§ WRITTEN PROBLEM
Render the records starting at the line containing "in pink top" and ending at the line containing "(1043, 557)" as a two-column CSV with the columns record_text and answer. Each row should pair a record's text with its answer, with each value in one quoted field, line breaks replaced by spaces, and the pictures left out.

§ GIVEN RECORDS
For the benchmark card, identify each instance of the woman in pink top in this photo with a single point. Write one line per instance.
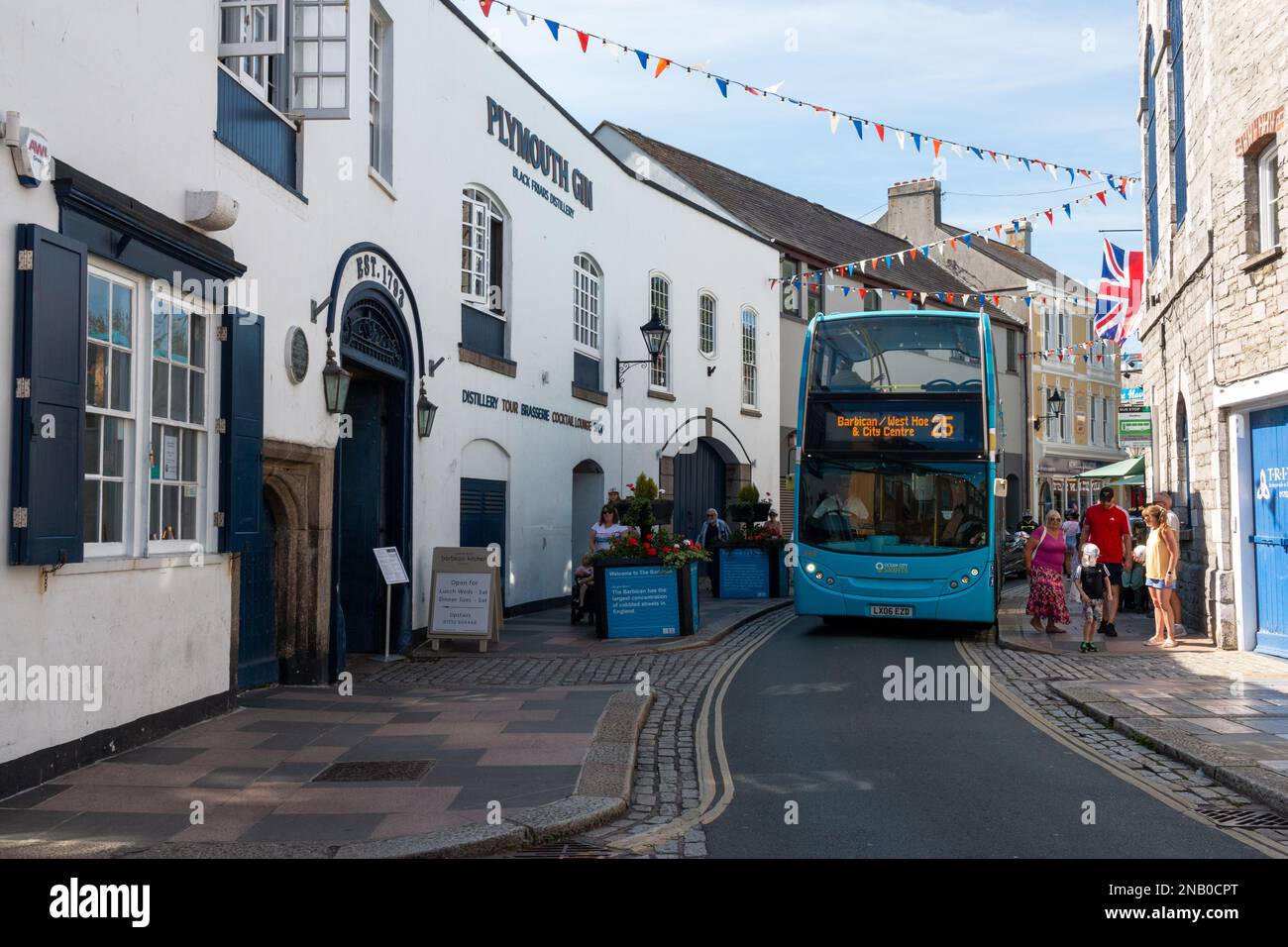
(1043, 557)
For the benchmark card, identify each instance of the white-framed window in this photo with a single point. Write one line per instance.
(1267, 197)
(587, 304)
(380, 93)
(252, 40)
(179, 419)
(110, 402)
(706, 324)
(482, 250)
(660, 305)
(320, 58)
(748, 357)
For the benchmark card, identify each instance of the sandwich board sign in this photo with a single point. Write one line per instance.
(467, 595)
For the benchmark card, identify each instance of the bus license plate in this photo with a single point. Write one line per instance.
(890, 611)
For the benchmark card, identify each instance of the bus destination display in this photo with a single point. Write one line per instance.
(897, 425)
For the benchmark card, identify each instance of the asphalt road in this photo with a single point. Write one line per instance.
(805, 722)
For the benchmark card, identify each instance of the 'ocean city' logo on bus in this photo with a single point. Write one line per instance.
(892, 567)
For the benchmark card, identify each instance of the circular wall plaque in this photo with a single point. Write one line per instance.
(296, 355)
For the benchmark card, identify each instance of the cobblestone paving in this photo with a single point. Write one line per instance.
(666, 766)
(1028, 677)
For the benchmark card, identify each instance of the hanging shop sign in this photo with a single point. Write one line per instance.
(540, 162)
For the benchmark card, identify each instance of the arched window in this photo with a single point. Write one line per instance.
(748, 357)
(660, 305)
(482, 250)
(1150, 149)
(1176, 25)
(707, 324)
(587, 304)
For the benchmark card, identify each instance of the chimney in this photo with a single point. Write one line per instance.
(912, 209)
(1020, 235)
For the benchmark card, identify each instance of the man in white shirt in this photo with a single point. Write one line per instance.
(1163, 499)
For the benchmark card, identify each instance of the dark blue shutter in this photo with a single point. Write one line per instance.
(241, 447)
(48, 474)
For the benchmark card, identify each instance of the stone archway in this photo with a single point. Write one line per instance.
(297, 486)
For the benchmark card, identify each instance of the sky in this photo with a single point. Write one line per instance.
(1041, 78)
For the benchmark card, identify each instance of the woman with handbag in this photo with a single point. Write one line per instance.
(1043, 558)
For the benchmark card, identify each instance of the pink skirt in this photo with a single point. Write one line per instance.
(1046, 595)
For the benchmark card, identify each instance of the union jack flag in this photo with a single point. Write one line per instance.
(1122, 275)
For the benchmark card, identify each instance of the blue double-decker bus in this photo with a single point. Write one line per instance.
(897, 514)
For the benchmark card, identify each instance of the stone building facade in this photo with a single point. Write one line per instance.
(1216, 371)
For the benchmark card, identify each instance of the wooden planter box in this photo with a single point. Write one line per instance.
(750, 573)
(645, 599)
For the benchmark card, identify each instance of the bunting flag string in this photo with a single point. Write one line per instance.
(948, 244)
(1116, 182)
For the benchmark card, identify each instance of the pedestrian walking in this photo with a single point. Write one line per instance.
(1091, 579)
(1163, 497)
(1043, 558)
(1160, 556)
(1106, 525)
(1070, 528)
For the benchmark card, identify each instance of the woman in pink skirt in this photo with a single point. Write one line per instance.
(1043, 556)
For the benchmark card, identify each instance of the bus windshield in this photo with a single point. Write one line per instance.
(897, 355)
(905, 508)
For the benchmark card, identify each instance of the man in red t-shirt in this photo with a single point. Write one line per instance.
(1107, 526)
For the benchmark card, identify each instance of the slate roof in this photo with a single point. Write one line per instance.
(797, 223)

==

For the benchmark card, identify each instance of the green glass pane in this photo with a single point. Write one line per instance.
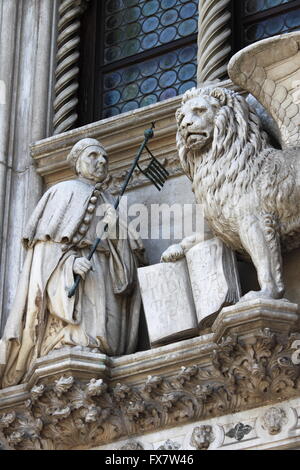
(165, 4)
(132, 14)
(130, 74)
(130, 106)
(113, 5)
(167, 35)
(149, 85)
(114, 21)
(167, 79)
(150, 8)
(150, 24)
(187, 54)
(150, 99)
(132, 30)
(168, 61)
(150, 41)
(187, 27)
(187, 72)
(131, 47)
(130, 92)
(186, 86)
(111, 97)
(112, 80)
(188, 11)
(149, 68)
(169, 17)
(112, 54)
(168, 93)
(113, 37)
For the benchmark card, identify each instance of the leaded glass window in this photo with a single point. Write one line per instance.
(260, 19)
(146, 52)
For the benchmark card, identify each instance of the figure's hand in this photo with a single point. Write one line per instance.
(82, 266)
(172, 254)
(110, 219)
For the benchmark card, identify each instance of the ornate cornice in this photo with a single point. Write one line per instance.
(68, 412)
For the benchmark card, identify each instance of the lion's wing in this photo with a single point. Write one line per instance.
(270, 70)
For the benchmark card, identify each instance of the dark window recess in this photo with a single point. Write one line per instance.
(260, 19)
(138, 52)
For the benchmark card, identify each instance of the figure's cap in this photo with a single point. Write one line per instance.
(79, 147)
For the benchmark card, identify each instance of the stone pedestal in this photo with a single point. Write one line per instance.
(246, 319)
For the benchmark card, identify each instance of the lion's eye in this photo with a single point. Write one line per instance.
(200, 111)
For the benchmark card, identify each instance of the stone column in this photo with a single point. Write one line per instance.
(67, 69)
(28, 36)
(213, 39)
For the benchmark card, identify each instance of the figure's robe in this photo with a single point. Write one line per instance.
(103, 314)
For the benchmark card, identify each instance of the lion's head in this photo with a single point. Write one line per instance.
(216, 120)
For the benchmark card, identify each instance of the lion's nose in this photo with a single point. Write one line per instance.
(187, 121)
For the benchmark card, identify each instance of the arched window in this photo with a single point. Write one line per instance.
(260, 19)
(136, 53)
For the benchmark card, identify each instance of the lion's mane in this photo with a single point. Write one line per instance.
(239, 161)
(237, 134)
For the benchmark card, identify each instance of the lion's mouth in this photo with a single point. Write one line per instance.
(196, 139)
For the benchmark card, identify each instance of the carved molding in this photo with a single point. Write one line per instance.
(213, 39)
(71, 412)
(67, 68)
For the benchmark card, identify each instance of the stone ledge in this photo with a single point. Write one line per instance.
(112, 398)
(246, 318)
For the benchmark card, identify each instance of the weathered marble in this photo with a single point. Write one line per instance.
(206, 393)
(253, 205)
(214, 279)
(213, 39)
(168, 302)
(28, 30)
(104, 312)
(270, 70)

==

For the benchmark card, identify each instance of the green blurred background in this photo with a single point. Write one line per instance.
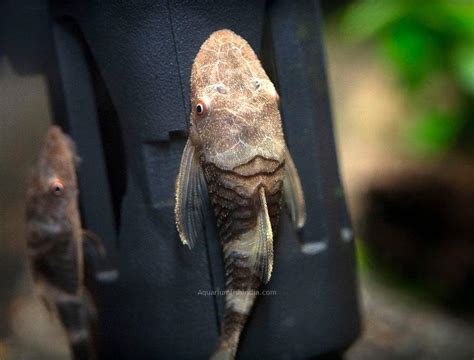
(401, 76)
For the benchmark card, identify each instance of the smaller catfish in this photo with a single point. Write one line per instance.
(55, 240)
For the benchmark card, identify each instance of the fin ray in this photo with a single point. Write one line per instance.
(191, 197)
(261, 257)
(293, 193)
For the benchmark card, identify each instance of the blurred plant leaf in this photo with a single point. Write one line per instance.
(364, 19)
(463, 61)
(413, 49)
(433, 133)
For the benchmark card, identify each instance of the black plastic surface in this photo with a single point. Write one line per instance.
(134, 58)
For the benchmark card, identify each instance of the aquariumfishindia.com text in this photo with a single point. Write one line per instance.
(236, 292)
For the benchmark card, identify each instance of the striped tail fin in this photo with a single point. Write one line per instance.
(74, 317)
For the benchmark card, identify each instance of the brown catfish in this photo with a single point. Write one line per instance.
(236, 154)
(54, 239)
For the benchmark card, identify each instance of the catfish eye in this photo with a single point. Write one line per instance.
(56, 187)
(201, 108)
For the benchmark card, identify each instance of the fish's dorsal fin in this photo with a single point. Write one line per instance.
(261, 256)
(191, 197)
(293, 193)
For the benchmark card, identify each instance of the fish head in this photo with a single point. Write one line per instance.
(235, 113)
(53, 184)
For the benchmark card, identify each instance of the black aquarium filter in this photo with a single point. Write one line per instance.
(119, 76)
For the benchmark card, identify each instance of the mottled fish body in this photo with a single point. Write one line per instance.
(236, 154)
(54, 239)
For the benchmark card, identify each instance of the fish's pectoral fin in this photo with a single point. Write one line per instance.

§ COMPLETED EXERCISE
record_text,answer
"For the benchmark card, identify each instance of the woman in pink top in this photo with a single point. Write one line per instance.","(1043, 557)"